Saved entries
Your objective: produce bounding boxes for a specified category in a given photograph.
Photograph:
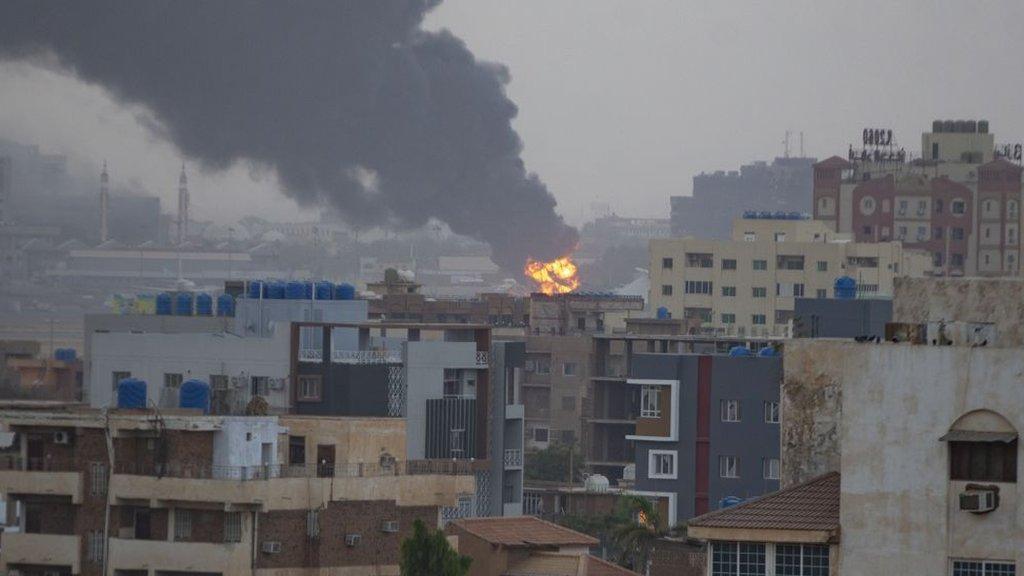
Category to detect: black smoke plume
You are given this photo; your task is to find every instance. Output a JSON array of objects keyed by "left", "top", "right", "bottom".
[{"left": 0, "top": 0, "right": 577, "bottom": 271}]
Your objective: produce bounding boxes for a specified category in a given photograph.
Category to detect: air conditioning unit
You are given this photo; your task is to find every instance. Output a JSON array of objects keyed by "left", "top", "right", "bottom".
[
  {"left": 260, "top": 542, "right": 281, "bottom": 554},
  {"left": 961, "top": 490, "right": 999, "bottom": 513}
]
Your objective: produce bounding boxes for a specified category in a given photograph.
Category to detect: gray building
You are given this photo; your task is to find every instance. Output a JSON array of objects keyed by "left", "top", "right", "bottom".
[
  {"left": 627, "top": 354, "right": 782, "bottom": 525},
  {"left": 793, "top": 298, "right": 893, "bottom": 338}
]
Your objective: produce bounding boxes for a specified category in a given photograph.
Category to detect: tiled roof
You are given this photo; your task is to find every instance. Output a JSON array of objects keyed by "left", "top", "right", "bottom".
[
  {"left": 688, "top": 472, "right": 840, "bottom": 530},
  {"left": 453, "top": 516, "right": 598, "bottom": 547}
]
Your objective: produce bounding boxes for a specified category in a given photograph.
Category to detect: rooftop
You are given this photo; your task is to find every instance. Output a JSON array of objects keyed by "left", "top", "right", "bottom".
[{"left": 453, "top": 516, "right": 598, "bottom": 548}]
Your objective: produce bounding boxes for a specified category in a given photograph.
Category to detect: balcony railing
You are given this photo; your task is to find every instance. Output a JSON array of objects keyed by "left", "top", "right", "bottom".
[
  {"left": 505, "top": 448, "right": 522, "bottom": 468},
  {"left": 115, "top": 460, "right": 474, "bottom": 482},
  {"left": 331, "top": 349, "right": 401, "bottom": 364}
]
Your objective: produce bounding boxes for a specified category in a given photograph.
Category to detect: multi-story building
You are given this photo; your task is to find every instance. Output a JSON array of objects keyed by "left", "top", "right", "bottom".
[
  {"left": 672, "top": 153, "right": 814, "bottom": 240},
  {"left": 814, "top": 120, "right": 1021, "bottom": 276},
  {"left": 0, "top": 404, "right": 474, "bottom": 576},
  {"left": 648, "top": 216, "right": 932, "bottom": 336}
]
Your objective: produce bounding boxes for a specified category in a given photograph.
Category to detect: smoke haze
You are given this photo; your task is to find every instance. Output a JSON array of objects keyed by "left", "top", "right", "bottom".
[{"left": 0, "top": 0, "right": 577, "bottom": 270}]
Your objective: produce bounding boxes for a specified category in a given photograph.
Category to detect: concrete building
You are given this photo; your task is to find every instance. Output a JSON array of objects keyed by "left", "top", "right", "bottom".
[
  {"left": 0, "top": 406, "right": 474, "bottom": 576},
  {"left": 648, "top": 217, "right": 932, "bottom": 337},
  {"left": 671, "top": 157, "right": 814, "bottom": 240},
  {"left": 814, "top": 120, "right": 1022, "bottom": 276}
]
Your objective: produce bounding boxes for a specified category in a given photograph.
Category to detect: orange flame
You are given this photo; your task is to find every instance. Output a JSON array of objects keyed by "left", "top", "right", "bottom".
[{"left": 522, "top": 256, "right": 580, "bottom": 295}]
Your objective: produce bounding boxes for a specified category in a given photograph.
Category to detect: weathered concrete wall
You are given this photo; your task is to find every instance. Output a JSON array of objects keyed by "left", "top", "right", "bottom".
[
  {"left": 781, "top": 340, "right": 848, "bottom": 487},
  {"left": 893, "top": 278, "right": 1024, "bottom": 347}
]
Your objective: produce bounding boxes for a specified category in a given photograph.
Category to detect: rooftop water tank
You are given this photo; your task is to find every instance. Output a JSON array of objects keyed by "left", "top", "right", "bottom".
[
  {"left": 334, "top": 282, "right": 355, "bottom": 300},
  {"left": 729, "top": 346, "right": 754, "bottom": 358},
  {"left": 174, "top": 292, "right": 193, "bottom": 316},
  {"left": 196, "top": 292, "right": 213, "bottom": 316},
  {"left": 178, "top": 380, "right": 210, "bottom": 414},
  {"left": 118, "top": 378, "right": 145, "bottom": 408},
  {"left": 157, "top": 292, "right": 171, "bottom": 316},
  {"left": 834, "top": 276, "right": 857, "bottom": 300},
  {"left": 285, "top": 281, "right": 306, "bottom": 300},
  {"left": 217, "top": 294, "right": 234, "bottom": 317},
  {"left": 315, "top": 280, "right": 334, "bottom": 300}
]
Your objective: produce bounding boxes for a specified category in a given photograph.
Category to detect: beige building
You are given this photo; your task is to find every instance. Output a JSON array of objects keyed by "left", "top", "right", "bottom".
[{"left": 649, "top": 218, "right": 932, "bottom": 337}]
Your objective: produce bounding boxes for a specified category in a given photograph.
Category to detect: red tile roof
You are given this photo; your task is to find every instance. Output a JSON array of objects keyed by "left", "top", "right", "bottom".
[
  {"left": 453, "top": 516, "right": 598, "bottom": 547},
  {"left": 688, "top": 472, "right": 840, "bottom": 531}
]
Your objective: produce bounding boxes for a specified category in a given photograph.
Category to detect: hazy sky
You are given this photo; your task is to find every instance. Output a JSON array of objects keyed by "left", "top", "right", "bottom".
[{"left": 0, "top": 0, "right": 1024, "bottom": 223}]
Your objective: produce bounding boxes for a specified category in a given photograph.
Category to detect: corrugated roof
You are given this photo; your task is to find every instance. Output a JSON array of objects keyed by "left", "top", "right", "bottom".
[
  {"left": 453, "top": 516, "right": 598, "bottom": 547},
  {"left": 688, "top": 472, "right": 840, "bottom": 530}
]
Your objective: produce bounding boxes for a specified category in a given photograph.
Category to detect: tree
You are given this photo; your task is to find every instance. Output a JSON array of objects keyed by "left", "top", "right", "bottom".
[{"left": 398, "top": 520, "right": 473, "bottom": 576}]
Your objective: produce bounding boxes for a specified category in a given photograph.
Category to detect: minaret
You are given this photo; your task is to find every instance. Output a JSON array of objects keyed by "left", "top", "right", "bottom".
[
  {"left": 178, "top": 163, "right": 188, "bottom": 244},
  {"left": 99, "top": 160, "right": 111, "bottom": 243}
]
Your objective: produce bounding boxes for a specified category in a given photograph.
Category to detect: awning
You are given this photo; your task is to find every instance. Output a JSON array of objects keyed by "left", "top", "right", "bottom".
[{"left": 939, "top": 430, "right": 1017, "bottom": 444}]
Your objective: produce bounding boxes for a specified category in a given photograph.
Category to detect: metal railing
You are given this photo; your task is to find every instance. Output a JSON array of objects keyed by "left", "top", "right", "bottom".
[
  {"left": 115, "top": 460, "right": 474, "bottom": 482},
  {"left": 331, "top": 349, "right": 401, "bottom": 364}
]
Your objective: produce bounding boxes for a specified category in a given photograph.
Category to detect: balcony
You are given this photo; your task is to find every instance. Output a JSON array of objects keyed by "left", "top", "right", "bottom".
[
  {"left": 331, "top": 349, "right": 401, "bottom": 364},
  {"left": 0, "top": 457, "right": 82, "bottom": 504},
  {"left": 0, "top": 532, "right": 81, "bottom": 574},
  {"left": 505, "top": 448, "right": 522, "bottom": 470},
  {"left": 110, "top": 538, "right": 252, "bottom": 574}
]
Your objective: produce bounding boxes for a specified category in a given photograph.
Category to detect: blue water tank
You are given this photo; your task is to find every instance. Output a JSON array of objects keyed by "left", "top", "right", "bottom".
[
  {"left": 729, "top": 346, "right": 754, "bottom": 358},
  {"left": 285, "top": 281, "right": 306, "bottom": 300},
  {"left": 334, "top": 282, "right": 355, "bottom": 300},
  {"left": 157, "top": 292, "right": 171, "bottom": 316},
  {"left": 217, "top": 294, "right": 234, "bottom": 317},
  {"left": 314, "top": 280, "right": 334, "bottom": 300},
  {"left": 196, "top": 292, "right": 213, "bottom": 316},
  {"left": 246, "top": 280, "right": 265, "bottom": 300},
  {"left": 174, "top": 292, "right": 193, "bottom": 316},
  {"left": 178, "top": 380, "right": 210, "bottom": 414},
  {"left": 834, "top": 276, "right": 857, "bottom": 300},
  {"left": 118, "top": 378, "right": 145, "bottom": 408}
]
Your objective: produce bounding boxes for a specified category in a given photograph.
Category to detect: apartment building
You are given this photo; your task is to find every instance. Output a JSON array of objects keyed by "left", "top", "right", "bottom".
[
  {"left": 649, "top": 214, "right": 932, "bottom": 337},
  {"left": 0, "top": 404, "right": 475, "bottom": 576},
  {"left": 814, "top": 120, "right": 1022, "bottom": 276}
]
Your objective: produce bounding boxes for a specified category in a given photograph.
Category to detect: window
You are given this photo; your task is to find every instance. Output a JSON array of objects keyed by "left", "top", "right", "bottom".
[
  {"left": 775, "top": 544, "right": 828, "bottom": 576},
  {"left": 718, "top": 456, "right": 739, "bottom": 478},
  {"left": 640, "top": 385, "right": 662, "bottom": 418},
  {"left": 174, "top": 508, "right": 191, "bottom": 541},
  {"left": 719, "top": 400, "right": 739, "bottom": 422},
  {"left": 298, "top": 374, "right": 323, "bottom": 402},
  {"left": 111, "top": 372, "right": 131, "bottom": 390},
  {"left": 647, "top": 450, "right": 677, "bottom": 480},
  {"left": 711, "top": 542, "right": 767, "bottom": 576},
  {"left": 224, "top": 512, "right": 242, "bottom": 542},
  {"left": 953, "top": 560, "right": 1017, "bottom": 576},
  {"left": 949, "top": 440, "right": 1017, "bottom": 482},
  {"left": 683, "top": 280, "right": 713, "bottom": 295},
  {"left": 89, "top": 462, "right": 106, "bottom": 496}
]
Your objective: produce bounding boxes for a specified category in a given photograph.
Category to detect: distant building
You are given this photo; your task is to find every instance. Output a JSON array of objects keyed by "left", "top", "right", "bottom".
[{"left": 672, "top": 158, "right": 815, "bottom": 240}]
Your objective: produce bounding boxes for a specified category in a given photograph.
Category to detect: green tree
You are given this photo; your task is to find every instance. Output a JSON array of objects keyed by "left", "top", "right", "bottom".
[{"left": 398, "top": 520, "right": 472, "bottom": 576}]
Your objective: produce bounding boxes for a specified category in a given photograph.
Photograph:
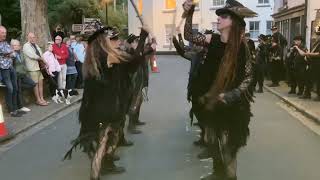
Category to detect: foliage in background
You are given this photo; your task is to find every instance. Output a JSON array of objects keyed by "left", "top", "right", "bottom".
[
  {"left": 0, "top": 0, "right": 21, "bottom": 39},
  {"left": 0, "top": 0, "right": 128, "bottom": 38}
]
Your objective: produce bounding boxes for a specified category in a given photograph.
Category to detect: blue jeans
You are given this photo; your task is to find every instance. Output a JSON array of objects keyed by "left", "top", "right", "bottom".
[
  {"left": 66, "top": 74, "right": 78, "bottom": 89},
  {"left": 17, "top": 73, "right": 36, "bottom": 109},
  {"left": 0, "top": 67, "right": 18, "bottom": 112}
]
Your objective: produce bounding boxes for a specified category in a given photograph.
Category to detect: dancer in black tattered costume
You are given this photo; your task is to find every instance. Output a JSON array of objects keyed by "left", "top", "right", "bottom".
[
  {"left": 184, "top": 0, "right": 257, "bottom": 180},
  {"left": 65, "top": 23, "right": 148, "bottom": 180},
  {"left": 127, "top": 34, "right": 155, "bottom": 134}
]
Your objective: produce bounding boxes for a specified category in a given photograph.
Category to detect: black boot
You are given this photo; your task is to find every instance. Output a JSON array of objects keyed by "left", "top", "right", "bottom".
[
  {"left": 288, "top": 88, "right": 296, "bottom": 94},
  {"left": 300, "top": 94, "right": 311, "bottom": 99},
  {"left": 118, "top": 135, "right": 133, "bottom": 147},
  {"left": 128, "top": 115, "right": 142, "bottom": 134},
  {"left": 297, "top": 90, "right": 303, "bottom": 96},
  {"left": 101, "top": 160, "right": 126, "bottom": 175},
  {"left": 128, "top": 125, "right": 142, "bottom": 134},
  {"left": 198, "top": 148, "right": 213, "bottom": 159},
  {"left": 257, "top": 87, "right": 263, "bottom": 93},
  {"left": 193, "top": 138, "right": 206, "bottom": 147},
  {"left": 135, "top": 120, "right": 146, "bottom": 126}
]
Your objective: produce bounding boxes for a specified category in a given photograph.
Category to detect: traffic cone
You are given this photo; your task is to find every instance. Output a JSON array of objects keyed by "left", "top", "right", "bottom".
[
  {"left": 0, "top": 104, "right": 13, "bottom": 142},
  {"left": 150, "top": 55, "right": 160, "bottom": 73}
]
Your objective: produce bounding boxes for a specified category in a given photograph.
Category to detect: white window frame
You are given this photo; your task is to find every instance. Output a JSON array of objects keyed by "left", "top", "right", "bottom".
[
  {"left": 266, "top": 20, "right": 273, "bottom": 35},
  {"left": 258, "top": 0, "right": 270, "bottom": 5},
  {"left": 211, "top": 22, "right": 218, "bottom": 32},
  {"left": 164, "top": 24, "right": 174, "bottom": 45},
  {"left": 249, "top": 21, "right": 260, "bottom": 39},
  {"left": 163, "top": 0, "right": 178, "bottom": 11},
  {"left": 211, "top": 0, "right": 226, "bottom": 8}
]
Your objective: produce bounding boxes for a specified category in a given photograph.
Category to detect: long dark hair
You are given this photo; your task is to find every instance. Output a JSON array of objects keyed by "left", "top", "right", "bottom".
[
  {"left": 204, "top": 16, "right": 245, "bottom": 109},
  {"left": 82, "top": 34, "right": 129, "bottom": 79}
]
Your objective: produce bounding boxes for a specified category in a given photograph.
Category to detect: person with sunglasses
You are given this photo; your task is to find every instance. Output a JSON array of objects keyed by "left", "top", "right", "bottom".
[
  {"left": 183, "top": 0, "right": 257, "bottom": 180},
  {"left": 53, "top": 35, "right": 69, "bottom": 89}
]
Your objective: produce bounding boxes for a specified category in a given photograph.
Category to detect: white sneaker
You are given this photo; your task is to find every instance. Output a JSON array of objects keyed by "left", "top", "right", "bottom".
[{"left": 19, "top": 107, "right": 31, "bottom": 112}]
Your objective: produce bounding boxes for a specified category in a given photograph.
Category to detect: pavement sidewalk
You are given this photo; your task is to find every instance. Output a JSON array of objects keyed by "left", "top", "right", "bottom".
[
  {"left": 4, "top": 90, "right": 83, "bottom": 136},
  {"left": 264, "top": 82, "right": 320, "bottom": 124}
]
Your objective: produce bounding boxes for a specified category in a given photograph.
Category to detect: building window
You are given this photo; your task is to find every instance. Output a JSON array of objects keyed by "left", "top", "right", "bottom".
[
  {"left": 258, "top": 0, "right": 269, "bottom": 4},
  {"left": 213, "top": 0, "right": 225, "bottom": 7},
  {"left": 165, "top": 24, "right": 174, "bottom": 45},
  {"left": 138, "top": 0, "right": 143, "bottom": 16},
  {"left": 212, "top": 22, "right": 218, "bottom": 32},
  {"left": 249, "top": 21, "right": 260, "bottom": 39},
  {"left": 166, "top": 0, "right": 177, "bottom": 9},
  {"left": 266, "top": 21, "right": 272, "bottom": 35}
]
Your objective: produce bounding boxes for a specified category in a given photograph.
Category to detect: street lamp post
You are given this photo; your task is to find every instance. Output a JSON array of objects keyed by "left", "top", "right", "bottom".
[{"left": 106, "top": 1, "right": 109, "bottom": 24}]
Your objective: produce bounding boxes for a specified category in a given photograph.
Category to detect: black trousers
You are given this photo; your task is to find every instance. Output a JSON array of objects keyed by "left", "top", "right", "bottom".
[
  {"left": 270, "top": 61, "right": 282, "bottom": 84},
  {"left": 17, "top": 73, "right": 36, "bottom": 109},
  {"left": 304, "top": 67, "right": 313, "bottom": 96},
  {"left": 253, "top": 64, "right": 265, "bottom": 89},
  {"left": 76, "top": 61, "right": 83, "bottom": 88},
  {"left": 48, "top": 72, "right": 59, "bottom": 96},
  {"left": 66, "top": 74, "right": 78, "bottom": 89},
  {"left": 312, "top": 62, "right": 320, "bottom": 97},
  {"left": 289, "top": 66, "right": 306, "bottom": 94}
]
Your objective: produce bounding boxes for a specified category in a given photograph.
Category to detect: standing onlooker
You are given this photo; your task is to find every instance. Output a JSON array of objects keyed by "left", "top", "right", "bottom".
[
  {"left": 271, "top": 26, "right": 289, "bottom": 80},
  {"left": 245, "top": 33, "right": 256, "bottom": 56},
  {"left": 270, "top": 38, "right": 282, "bottom": 87},
  {"left": 0, "top": 26, "right": 22, "bottom": 117},
  {"left": 65, "top": 38, "right": 78, "bottom": 89},
  {"left": 271, "top": 26, "right": 288, "bottom": 55},
  {"left": 296, "top": 26, "right": 320, "bottom": 101},
  {"left": 71, "top": 35, "right": 86, "bottom": 88},
  {"left": 52, "top": 24, "right": 66, "bottom": 40},
  {"left": 287, "top": 36, "right": 307, "bottom": 96},
  {"left": 23, "top": 33, "right": 48, "bottom": 106},
  {"left": 53, "top": 35, "right": 69, "bottom": 89},
  {"left": 43, "top": 42, "right": 61, "bottom": 96},
  {"left": 10, "top": 39, "right": 36, "bottom": 112},
  {"left": 253, "top": 34, "right": 268, "bottom": 93}
]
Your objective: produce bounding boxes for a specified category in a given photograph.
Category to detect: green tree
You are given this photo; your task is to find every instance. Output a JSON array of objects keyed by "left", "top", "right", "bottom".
[{"left": 0, "top": 0, "right": 21, "bottom": 38}]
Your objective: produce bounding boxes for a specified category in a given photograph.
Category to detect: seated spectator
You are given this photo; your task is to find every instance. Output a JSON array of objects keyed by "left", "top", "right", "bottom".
[
  {"left": 65, "top": 39, "right": 78, "bottom": 89},
  {"left": 23, "top": 33, "right": 48, "bottom": 106},
  {"left": 53, "top": 35, "right": 69, "bottom": 89},
  {"left": 71, "top": 35, "right": 86, "bottom": 88},
  {"left": 43, "top": 42, "right": 61, "bottom": 97},
  {"left": 0, "top": 26, "right": 22, "bottom": 117},
  {"left": 10, "top": 39, "right": 36, "bottom": 112},
  {"left": 52, "top": 24, "right": 66, "bottom": 40}
]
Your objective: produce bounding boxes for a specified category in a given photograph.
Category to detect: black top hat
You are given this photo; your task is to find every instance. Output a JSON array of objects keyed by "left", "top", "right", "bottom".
[
  {"left": 271, "top": 25, "right": 278, "bottom": 30},
  {"left": 127, "top": 34, "right": 139, "bottom": 44},
  {"left": 258, "top": 34, "right": 268, "bottom": 41},
  {"left": 88, "top": 26, "right": 120, "bottom": 43},
  {"left": 203, "top": 29, "right": 214, "bottom": 34},
  {"left": 293, "top": 35, "right": 303, "bottom": 41},
  {"left": 216, "top": 0, "right": 258, "bottom": 26},
  {"left": 315, "top": 26, "right": 320, "bottom": 35}
]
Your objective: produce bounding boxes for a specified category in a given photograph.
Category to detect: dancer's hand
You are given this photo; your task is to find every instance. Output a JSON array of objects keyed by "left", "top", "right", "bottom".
[
  {"left": 141, "top": 25, "right": 150, "bottom": 34},
  {"left": 183, "top": 0, "right": 193, "bottom": 12},
  {"left": 218, "top": 93, "right": 227, "bottom": 104}
]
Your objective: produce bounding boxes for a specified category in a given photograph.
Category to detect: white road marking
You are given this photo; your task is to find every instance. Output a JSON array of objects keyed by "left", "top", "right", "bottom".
[{"left": 277, "top": 101, "right": 320, "bottom": 135}]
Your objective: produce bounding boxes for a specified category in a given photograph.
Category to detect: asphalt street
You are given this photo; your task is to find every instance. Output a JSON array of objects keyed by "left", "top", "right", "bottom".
[{"left": 0, "top": 56, "right": 320, "bottom": 180}]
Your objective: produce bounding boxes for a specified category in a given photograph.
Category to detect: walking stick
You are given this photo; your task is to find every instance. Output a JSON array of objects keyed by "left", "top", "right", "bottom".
[
  {"left": 169, "top": 0, "right": 200, "bottom": 50},
  {"left": 130, "top": 0, "right": 154, "bottom": 37},
  {"left": 130, "top": 0, "right": 144, "bottom": 26}
]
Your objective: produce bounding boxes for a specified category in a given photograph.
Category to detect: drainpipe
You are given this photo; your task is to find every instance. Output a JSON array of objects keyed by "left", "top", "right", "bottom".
[{"left": 304, "top": 0, "right": 310, "bottom": 40}]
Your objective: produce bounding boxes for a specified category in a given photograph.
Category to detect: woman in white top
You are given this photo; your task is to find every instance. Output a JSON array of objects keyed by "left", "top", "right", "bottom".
[{"left": 43, "top": 42, "right": 61, "bottom": 96}]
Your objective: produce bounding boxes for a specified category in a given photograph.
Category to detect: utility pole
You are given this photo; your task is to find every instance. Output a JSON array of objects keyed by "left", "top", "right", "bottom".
[{"left": 105, "top": 1, "right": 109, "bottom": 25}]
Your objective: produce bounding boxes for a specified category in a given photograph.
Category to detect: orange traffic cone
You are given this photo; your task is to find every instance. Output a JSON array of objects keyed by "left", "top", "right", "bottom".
[
  {"left": 0, "top": 104, "right": 13, "bottom": 142},
  {"left": 150, "top": 55, "right": 160, "bottom": 73}
]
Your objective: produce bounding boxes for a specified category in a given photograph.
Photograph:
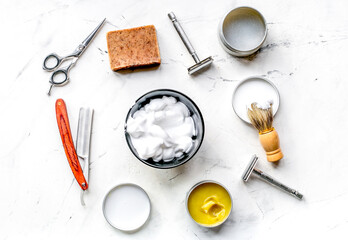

_WHAT YOU HAVE TO DO:_ From the data above, extract every line that contains the string "tank", matching its case exactly.

_FINISHED ANSWER:_
Category to detect: rooftop water tank
Category to detect: blue water tank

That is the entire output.